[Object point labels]
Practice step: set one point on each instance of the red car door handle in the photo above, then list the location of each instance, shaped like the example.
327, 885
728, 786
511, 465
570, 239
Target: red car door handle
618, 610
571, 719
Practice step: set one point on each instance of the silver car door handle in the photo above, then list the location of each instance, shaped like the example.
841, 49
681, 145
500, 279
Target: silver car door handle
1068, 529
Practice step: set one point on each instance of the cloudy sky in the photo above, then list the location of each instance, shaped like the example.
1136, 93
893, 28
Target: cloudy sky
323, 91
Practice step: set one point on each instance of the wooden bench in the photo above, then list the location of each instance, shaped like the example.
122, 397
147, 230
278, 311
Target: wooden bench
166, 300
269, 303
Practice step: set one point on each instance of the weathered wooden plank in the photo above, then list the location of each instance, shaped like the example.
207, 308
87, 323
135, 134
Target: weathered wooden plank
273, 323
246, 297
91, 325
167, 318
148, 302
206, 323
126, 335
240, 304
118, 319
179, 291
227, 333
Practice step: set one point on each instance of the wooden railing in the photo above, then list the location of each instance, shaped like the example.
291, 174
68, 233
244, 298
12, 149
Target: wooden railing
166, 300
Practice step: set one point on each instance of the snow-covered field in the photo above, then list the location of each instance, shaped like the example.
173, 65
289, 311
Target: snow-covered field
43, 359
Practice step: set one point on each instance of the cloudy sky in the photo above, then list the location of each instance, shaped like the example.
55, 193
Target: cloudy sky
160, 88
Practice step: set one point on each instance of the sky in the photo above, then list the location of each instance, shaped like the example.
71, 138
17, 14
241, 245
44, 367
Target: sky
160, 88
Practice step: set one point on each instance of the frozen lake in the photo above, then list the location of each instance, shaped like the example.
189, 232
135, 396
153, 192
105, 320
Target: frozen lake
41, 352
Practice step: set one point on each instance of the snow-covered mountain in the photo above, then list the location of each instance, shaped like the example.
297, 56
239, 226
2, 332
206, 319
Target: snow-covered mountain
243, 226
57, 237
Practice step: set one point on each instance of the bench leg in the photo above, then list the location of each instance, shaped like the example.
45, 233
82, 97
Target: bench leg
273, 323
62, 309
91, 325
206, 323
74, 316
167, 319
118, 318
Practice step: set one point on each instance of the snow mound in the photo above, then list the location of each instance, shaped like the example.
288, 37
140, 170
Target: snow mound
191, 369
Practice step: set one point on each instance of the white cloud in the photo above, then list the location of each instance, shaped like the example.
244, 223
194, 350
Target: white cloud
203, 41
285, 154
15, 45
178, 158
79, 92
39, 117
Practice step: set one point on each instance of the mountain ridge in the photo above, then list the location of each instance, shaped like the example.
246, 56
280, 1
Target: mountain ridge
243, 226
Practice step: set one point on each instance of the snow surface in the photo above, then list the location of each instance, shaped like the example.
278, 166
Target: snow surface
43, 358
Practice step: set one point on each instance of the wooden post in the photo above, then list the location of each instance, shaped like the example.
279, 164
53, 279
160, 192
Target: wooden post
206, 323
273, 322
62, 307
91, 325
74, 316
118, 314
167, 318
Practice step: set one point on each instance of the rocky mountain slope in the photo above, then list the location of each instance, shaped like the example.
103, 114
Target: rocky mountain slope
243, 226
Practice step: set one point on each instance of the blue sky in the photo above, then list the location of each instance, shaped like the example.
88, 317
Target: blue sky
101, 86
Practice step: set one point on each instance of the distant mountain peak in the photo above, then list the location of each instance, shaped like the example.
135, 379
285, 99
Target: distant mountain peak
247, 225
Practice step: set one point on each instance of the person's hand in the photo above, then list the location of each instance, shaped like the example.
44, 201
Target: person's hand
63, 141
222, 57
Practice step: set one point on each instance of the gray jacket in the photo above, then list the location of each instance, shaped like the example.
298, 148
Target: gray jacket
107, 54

◆ **EXERCISE GOAL**
Reproduce the full set of records precisely.

◆ **TASK SOLUTION**
Practice step: set one point on each instance of the red car door handle in the photo above, then list the location of each instance, shaped like the example.
327, 885
728, 786
511, 465
570, 239
Target: red car door handle
618, 610
571, 719
Practice step: set one point on each instance of the silver car door handle in the photo above, then list the location of each instance, shaped like the example.
841, 49
681, 145
500, 279
Target: silver car door handle
1068, 529
Practice step: set one point on each instance of the cloudy sky in the photo above, then list the location of each instance, shaped like the example.
1136, 93
893, 28
Target: cloudy sky
323, 91
Practice step: set one point on each instance of the wooden bench in the photo above, then list the location of each instance, shaped like the example.
122, 397
147, 230
278, 311
Target: wooden bench
166, 300
269, 303
Practice step: set one point on each instance of the weathered wooden plank in the photo above, then list the location of each instance, shaped like the example.
207, 308
87, 323
135, 134
Target: weathered wooden plank
273, 323
246, 297
91, 325
167, 318
148, 302
206, 323
126, 335
240, 304
118, 319
179, 291
227, 333
Practice step: set one point on each instance of the wooden railing in the photo above, then list the location of each instance, shaped like the example.
291, 174
68, 233
244, 298
12, 149
Target: wooden railing
166, 300
Practice step: set one point on each instance of the snow-covered field in the photo above, then list the location of each instance, shaped like the example.
173, 65
289, 311
Target: snow-covered field
43, 359
Practice step: set one point on each instance of the cloudy sky in the photo above, then list the location of each instance, shaped like the example.
55, 193
Target: cloudy sky
160, 88
Practice step: set one point on each instance of the sky in the photo above, then list the location of each instance, shaped like the example.
71, 138
17, 14
241, 245
44, 367
Target: sky
160, 88
Practice step: set one point on each instance of the frozen lake in the photo above, then list the location of each instance, shaped like the example.
189, 232
135, 396
153, 192
105, 320
Target: frozen lake
41, 352
Practice step: set one point on each instance of the snow-covered mountain in the photo above, then list the location of each instance, shaped like the example.
297, 56
239, 226
2, 332
206, 319
Target: snow-covered mountain
243, 226
57, 237
Practice step: set one point on each instance of the bench leg in the photo above, then list the location of each instance, shaped like the example.
45, 233
82, 97
Target: bench leg
273, 323
62, 309
91, 325
206, 323
74, 316
167, 319
118, 318
Practice step: set one point on each instance of the snow mound in the photo above, then list the location of each instance, shaped like the example.
288, 37
140, 170
Target: snow mound
191, 369
Practice step: set one point on each instance of the white cloud in the photo above, then list the location of each instance, shaped like the example.
244, 223
194, 350
Target: white cloud
203, 41
285, 154
15, 45
178, 158
79, 92
39, 117
Practice step: set one point on each instance of the mountain ridge in the photo above, then list the location of each instance, shaped like the example.
246, 56
280, 1
Target: mountain ridge
243, 226
Practice step: set one point on each instance of the snow surface in the photo above, then list the location of each instance, shaped like the example.
278, 166
Target: snow surface
43, 358
Practice step: set one point on each instance of the wooden post in the photo above, then list the location of each instance, shaped like the example.
279, 164
53, 279
160, 192
Target: wooden post
206, 323
273, 322
62, 307
91, 325
74, 316
118, 314
167, 318
Practice step: set one point on each instance of the rocky mountain slope in the photo above, then list the location of each instance, shaped like the example.
103, 114
Target: rocky mountain slope
243, 226
Practice step: set one point on each instance of the blue sky in the photo above, then list the location of each instance, shaped like the example.
88, 317
Target: blue sky
101, 86
Practice step: set one point on each instance of the distant mountain peak in the photo above, then list the location of each instance, shaped like the example.
135, 379
285, 99
Target: distant mountain peak
247, 225
Practice step: set one point on each instance of the person's hand in the photo above, then list the location of each instance, shaped like the example.
44, 201
Target: person's hand
63, 141
222, 57
Practice step: set one point on each instance of the gray jacket in the photo above, then list the location of each instance, shaped like the example.
298, 148
Target: gray jacket
107, 54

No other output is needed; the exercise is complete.